The records are to be copied in their entirety, exactly as given.

+---+

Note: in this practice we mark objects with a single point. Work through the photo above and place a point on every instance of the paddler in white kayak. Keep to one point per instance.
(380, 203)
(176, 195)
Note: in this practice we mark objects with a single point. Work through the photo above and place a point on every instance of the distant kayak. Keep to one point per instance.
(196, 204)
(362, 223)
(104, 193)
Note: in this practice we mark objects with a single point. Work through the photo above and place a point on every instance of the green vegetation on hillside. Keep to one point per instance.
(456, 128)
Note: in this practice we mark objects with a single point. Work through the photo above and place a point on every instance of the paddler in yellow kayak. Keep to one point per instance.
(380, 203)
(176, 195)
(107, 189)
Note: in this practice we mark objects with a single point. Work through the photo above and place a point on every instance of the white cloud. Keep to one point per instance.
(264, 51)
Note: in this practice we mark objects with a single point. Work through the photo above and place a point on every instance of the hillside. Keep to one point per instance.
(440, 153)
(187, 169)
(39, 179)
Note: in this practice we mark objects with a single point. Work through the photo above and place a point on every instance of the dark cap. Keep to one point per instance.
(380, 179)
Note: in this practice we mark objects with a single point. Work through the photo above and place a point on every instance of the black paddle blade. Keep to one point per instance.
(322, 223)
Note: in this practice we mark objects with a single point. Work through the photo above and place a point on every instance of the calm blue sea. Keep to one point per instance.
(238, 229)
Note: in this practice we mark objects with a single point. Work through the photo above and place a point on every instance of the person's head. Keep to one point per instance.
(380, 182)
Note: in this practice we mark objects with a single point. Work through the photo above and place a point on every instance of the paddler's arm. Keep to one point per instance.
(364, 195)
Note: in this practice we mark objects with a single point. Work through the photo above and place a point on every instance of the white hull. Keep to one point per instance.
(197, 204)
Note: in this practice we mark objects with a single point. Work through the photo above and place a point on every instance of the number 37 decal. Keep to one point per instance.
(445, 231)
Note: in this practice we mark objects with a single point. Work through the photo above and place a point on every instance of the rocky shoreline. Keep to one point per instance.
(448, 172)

+---+

§ **THE ANSWER**:
Note: in this practice we mark objects with a single point. Work through the photo above and place a point on every instance of the paddler in white kayak. Keep to one point per instance.
(380, 203)
(176, 195)
Note: in this practice we mark objects with a single point. Work through the photo above and place a point on every instance of the distant kayak. Keep to one point per instance.
(196, 204)
(362, 223)
(104, 193)
Note: in this practice we mark objects with a single point. Work through the photo above and place a point on every instance of the green vegetation on hillside. Keep to one point per instance.
(456, 128)
Note: in this practice we mark objects with a single point. Work through the photo above and place a point on every instance of the paddler in yellow kayak. Keep to one point per instance.
(380, 203)
(176, 195)
(107, 189)
Note: in this practice we mark objects with a single point. Work through the photo above and place a point on every instance of the white cloud. Keep to one point per instance.
(264, 51)
Note: in this practice we mark objects with a single point. Work through the photo above and place a point on every instance of the hillside. Keep to one point per instance.
(440, 153)
(187, 169)
(39, 179)
Note: in this practice we mark objects with a single point. Work through the photo above and place a point on every instance of the dark cap. Keep to one point per instance.
(380, 179)
Note: in this practice we mark objects with a single point. Work through the photo above and place a point on every instance of the black paddle blade. Keep to one point per instance.
(322, 223)
Note: in this practice we mark objects with a single point. Work through the photo above and place a point on every instance of the calm blue sea. Keep to one point per instance.
(238, 229)
Note: in this practice we mark objects with a single point. Work through the photo above and place a point on every instance of the person's head. Keep to one point per instance.
(380, 182)
Note: in this practice we mark objects with a single point. Work through the photo above and place a point on every instance of the paddler's arm. Keep to one point per instance.
(364, 195)
Note: in this practice we mark objects with a single point. Work through the photo above and place a point on every instance of the white hull. Keep to one point per instance.
(197, 204)
Note: in this practice we mark objects with a single point. Work through the photo above and place a point on every instance of the number 37 decal. Keep to one point per instance.
(445, 231)
Note: in this practice we mark objects with a single point. Work through the photo above and place a point on every instance of the rocky shoreline. Keep to one point per instance.
(448, 172)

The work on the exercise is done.